■ PROBLEM REQUIREMENTS:
Edit the material from the line containing "Where can you spot the black door handle?" through the end of the material, replacing "closet" with "wardrobe" and leaving everything else unchanged. Give back only those lines.

■ ENTRIES SHOWN:

::::::

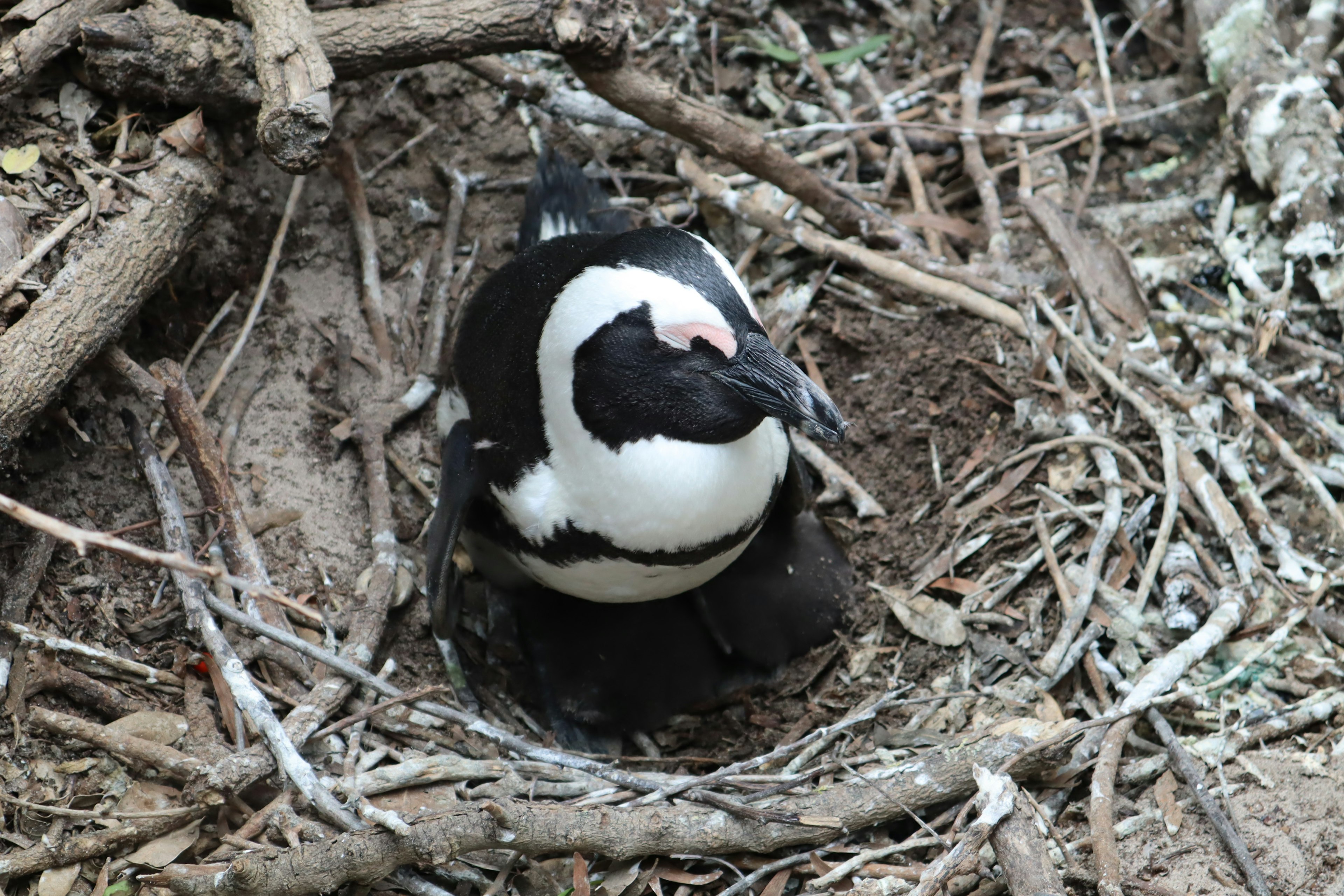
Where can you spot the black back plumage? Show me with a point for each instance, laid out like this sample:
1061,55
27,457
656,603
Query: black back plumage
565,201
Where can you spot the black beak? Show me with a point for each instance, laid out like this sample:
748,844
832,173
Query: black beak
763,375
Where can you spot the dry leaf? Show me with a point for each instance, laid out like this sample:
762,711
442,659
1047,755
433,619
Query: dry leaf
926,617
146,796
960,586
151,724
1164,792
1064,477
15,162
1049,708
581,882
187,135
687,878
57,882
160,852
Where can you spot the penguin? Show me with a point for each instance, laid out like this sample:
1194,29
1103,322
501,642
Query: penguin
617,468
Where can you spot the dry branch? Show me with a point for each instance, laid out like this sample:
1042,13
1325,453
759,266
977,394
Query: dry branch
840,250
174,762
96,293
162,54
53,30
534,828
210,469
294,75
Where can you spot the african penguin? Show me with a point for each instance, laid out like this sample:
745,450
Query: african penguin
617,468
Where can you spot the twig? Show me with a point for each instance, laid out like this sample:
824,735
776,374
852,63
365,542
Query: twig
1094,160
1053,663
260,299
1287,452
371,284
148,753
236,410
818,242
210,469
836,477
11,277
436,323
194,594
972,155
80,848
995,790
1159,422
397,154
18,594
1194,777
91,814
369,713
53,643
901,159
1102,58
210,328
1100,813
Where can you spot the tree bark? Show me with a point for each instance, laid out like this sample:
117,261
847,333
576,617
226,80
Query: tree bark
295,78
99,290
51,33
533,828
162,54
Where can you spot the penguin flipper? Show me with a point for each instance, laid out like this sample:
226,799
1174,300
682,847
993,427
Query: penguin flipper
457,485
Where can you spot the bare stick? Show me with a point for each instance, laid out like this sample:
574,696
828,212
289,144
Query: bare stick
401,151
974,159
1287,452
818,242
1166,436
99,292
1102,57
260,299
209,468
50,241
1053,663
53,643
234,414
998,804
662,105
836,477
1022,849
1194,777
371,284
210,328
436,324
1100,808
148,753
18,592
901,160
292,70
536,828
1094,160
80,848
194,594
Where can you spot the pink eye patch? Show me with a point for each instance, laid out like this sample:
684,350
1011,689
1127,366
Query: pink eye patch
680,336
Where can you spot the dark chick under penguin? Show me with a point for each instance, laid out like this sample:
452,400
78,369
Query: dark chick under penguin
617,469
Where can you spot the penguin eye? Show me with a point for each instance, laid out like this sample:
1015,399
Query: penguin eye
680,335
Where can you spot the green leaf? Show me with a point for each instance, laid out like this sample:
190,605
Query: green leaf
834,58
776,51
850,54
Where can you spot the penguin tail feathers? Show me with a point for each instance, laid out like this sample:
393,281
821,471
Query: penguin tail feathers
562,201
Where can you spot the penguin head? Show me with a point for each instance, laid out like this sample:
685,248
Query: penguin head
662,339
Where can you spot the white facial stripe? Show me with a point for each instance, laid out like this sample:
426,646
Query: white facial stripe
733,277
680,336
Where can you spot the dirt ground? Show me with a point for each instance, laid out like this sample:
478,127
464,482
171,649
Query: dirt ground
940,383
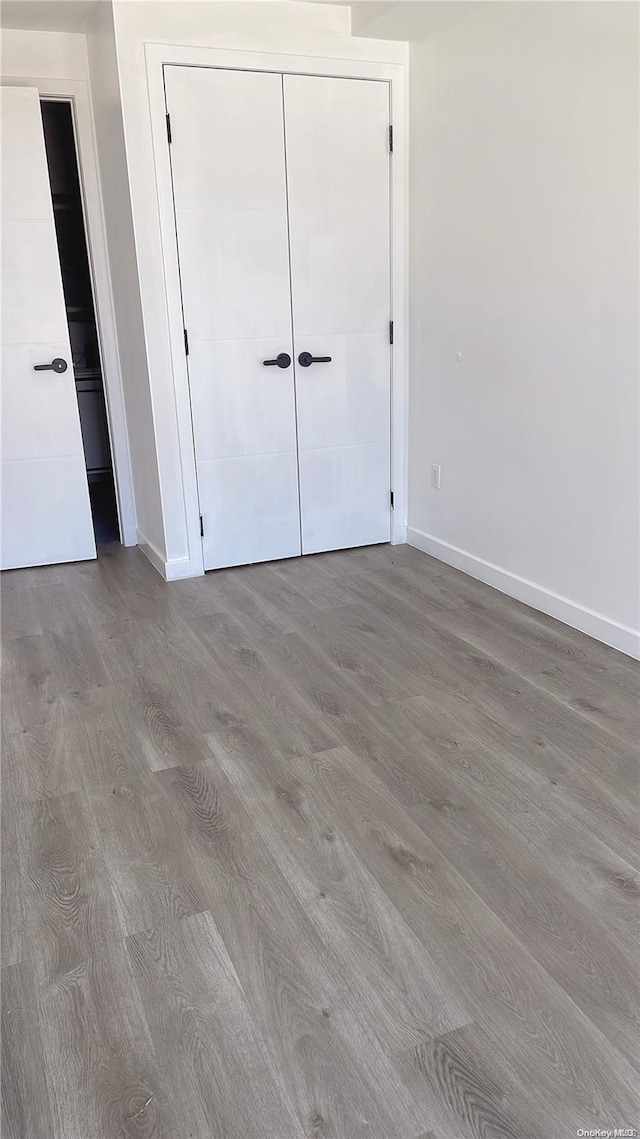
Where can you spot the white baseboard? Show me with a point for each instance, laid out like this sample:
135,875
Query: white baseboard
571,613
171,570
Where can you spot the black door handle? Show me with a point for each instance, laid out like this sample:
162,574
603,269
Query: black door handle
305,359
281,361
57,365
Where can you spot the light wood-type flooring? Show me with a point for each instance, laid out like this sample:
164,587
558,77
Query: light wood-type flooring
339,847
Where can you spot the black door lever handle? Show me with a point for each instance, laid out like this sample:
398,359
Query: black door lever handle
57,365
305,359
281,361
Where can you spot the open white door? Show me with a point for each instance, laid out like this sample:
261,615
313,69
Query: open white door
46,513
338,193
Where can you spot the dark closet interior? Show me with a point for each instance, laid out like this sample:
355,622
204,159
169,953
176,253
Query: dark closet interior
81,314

::::::

■ FULL SOLUTION:
Where can you spot the black door handle? Show me with a point for each instance, laid out like this sample:
162,574
603,269
Query: black door handle
305,359
281,361
57,365
Where can you spot the light wood-type flooring? Show me with a point for each instance, laid out like this sample:
164,587
558,77
Query: light wood-type flooring
339,847
Where can you spot the black door lever handle? Show me with a point for each instance, laid out like this sample:
398,359
Query: black door lever handle
57,365
305,359
281,361
Where can you spot the open white door? Show me with a point for each instance, laid out like this sample:
261,615
313,69
Query: open white door
46,513
338,193
Where can you spot the dark wardrobe interior? Show me with a point for each instance, laid out like this sample:
355,622
204,159
169,953
176,253
Query: dark wardrobe interior
81,314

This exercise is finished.